** Deine Aufgabe **
Filtere aus dem folgenden Material jede Zeile heraus, die die Zeichenfolge „segmentation“ enthält, und gib diese Zeilen unverändert wieder. Achte dabei auf Groß- und Kleinschreibung.

** Eingabedaten **
:::

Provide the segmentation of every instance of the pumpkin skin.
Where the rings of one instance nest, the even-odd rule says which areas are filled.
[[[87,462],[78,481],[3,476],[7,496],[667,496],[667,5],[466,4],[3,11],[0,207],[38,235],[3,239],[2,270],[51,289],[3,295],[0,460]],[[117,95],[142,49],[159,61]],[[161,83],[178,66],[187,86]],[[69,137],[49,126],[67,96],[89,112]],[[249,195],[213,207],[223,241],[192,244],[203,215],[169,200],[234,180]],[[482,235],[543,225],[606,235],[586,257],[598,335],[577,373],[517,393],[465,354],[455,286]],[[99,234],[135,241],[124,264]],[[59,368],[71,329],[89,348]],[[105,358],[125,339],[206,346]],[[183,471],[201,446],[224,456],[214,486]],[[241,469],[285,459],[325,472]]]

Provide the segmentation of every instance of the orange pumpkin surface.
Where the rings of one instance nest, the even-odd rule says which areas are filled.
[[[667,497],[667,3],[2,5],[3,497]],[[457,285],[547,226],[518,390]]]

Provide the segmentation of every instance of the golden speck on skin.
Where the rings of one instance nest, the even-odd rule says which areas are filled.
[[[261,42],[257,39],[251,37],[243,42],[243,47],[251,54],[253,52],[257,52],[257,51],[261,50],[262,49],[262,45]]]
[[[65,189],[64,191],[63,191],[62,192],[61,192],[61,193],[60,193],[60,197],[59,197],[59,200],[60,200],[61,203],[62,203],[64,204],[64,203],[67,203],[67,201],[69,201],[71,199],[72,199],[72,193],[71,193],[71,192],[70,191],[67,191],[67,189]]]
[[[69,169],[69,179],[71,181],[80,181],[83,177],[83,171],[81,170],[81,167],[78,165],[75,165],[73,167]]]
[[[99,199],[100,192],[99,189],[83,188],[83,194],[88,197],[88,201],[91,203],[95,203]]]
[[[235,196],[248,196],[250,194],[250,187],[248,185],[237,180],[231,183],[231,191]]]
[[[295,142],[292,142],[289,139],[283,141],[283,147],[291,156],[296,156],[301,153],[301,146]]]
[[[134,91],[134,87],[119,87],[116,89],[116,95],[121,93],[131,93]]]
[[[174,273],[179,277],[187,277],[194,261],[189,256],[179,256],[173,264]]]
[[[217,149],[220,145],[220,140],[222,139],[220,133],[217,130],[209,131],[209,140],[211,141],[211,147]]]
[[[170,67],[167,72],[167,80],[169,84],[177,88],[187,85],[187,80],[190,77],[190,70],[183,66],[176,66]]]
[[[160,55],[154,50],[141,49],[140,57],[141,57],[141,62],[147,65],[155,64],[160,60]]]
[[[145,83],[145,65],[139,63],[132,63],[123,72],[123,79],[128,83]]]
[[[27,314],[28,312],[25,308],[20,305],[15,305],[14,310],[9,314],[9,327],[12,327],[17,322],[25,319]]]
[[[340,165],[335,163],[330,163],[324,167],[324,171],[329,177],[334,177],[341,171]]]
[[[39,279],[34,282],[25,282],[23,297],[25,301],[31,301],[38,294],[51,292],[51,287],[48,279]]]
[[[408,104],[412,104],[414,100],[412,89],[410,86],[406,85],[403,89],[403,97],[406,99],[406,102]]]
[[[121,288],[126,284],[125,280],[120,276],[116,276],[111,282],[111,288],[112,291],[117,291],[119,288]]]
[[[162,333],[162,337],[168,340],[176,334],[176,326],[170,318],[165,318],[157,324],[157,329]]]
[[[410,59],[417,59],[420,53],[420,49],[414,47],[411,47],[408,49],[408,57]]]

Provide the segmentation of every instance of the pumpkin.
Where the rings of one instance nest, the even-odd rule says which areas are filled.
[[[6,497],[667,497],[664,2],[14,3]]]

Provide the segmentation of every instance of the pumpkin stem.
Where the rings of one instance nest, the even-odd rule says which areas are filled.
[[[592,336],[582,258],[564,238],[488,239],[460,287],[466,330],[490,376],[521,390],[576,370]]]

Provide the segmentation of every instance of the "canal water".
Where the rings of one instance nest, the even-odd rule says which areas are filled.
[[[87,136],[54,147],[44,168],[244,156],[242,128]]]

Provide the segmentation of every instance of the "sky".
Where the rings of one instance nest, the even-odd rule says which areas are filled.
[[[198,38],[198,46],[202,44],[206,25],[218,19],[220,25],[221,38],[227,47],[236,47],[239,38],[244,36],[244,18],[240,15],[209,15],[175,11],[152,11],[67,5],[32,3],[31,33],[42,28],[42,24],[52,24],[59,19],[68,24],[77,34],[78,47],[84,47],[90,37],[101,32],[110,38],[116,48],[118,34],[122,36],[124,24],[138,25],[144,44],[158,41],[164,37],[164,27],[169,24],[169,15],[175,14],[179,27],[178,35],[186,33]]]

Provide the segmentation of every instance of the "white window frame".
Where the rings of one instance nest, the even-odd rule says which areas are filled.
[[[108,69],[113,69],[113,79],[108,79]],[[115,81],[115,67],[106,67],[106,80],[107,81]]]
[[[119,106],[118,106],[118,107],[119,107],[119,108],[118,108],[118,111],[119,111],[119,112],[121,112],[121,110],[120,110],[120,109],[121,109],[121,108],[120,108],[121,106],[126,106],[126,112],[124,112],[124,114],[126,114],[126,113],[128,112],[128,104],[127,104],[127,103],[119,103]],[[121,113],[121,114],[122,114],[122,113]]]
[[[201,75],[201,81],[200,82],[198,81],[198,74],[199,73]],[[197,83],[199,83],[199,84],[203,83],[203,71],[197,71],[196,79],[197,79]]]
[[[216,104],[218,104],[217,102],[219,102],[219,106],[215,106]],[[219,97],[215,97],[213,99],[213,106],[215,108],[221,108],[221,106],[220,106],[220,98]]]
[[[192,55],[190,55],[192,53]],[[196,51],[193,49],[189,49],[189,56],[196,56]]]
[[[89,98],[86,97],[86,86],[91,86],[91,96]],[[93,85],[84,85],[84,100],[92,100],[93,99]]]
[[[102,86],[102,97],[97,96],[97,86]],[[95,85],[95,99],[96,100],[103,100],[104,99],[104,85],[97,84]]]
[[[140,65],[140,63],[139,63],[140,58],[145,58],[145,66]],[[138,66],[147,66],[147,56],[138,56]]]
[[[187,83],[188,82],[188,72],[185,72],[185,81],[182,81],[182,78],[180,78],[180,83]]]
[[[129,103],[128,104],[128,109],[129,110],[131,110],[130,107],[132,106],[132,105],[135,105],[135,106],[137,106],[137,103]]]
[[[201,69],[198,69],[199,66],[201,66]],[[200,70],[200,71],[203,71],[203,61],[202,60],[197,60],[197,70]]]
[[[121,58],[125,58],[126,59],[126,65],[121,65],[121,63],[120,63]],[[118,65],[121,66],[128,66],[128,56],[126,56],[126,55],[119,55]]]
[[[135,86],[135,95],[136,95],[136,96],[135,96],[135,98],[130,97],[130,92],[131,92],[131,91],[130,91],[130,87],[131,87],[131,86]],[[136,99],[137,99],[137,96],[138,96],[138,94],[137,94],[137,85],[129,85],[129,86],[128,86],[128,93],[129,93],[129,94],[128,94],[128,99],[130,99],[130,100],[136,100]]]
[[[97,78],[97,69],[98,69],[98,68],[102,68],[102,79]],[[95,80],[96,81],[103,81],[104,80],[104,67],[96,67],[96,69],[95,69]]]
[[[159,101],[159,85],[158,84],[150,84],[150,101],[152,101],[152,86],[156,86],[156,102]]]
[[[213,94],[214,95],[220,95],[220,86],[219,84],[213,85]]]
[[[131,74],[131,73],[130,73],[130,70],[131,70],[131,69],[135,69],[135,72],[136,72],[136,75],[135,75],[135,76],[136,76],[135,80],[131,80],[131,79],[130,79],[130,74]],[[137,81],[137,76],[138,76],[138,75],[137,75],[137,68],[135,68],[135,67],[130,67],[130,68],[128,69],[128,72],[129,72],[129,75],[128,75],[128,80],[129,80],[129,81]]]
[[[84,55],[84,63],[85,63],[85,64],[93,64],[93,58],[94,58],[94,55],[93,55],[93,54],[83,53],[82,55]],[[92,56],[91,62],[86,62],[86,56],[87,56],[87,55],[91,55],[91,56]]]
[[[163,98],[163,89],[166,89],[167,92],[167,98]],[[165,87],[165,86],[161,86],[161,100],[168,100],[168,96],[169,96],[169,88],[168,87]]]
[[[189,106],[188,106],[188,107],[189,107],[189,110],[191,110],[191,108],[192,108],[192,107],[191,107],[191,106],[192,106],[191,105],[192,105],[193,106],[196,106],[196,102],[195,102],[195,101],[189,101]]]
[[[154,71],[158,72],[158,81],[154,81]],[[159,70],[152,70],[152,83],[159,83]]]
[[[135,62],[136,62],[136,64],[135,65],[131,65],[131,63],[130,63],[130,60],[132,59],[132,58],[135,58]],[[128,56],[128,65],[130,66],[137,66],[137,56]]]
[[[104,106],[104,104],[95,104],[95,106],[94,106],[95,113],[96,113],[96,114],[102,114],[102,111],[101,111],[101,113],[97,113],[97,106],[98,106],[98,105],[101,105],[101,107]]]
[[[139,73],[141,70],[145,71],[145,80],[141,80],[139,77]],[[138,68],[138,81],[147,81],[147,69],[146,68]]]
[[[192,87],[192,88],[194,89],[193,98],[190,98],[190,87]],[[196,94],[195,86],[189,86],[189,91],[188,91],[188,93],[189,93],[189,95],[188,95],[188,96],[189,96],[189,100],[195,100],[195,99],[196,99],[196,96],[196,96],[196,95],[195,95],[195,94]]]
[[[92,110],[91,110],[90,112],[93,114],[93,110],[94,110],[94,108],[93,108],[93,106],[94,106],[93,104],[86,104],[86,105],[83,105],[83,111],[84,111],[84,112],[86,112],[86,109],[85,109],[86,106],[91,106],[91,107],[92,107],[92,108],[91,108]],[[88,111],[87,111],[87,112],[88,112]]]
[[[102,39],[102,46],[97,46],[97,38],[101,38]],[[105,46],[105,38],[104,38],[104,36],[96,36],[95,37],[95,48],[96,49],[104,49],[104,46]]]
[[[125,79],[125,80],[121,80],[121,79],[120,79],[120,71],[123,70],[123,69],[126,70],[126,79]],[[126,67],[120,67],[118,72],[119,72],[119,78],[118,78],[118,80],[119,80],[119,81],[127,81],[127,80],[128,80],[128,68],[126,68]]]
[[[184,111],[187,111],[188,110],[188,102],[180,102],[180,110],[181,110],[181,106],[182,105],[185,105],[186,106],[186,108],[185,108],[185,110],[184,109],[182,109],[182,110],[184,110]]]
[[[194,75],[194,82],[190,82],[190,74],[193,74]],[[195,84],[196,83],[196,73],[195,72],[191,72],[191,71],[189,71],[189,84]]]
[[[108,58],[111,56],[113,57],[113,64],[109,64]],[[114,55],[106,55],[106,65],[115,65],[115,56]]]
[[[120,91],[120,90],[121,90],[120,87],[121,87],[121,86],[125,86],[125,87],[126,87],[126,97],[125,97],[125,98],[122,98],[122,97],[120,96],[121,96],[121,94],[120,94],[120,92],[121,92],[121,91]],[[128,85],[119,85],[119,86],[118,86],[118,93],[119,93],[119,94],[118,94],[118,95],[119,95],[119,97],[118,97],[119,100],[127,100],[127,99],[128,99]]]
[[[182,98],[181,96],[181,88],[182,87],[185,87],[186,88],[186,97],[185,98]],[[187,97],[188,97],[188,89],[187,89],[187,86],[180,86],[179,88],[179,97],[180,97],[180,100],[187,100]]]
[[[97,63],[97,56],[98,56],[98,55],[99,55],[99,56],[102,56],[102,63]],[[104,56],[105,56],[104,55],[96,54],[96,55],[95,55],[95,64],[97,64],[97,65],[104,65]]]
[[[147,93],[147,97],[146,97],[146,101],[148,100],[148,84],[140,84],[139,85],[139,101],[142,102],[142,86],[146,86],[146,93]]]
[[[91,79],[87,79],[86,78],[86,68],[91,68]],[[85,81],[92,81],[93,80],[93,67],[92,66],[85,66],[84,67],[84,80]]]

:::

** Ergebnis **
Provide the segmentation of every instance of the pumpkin skin.
Provide the segmentation of every instance of the orange pumpkin surface.
Provide the segmentation of every instance of the golden speck on skin.
Provide the segmentation of every instance of the pumpkin.
Provide the segmentation of every instance of the pumpkin stem.
Provide the segmentation of every instance of the "canal water".
Provide the segmentation of every instance of the "sky".
Provide the segmentation of every instance of the "white window frame".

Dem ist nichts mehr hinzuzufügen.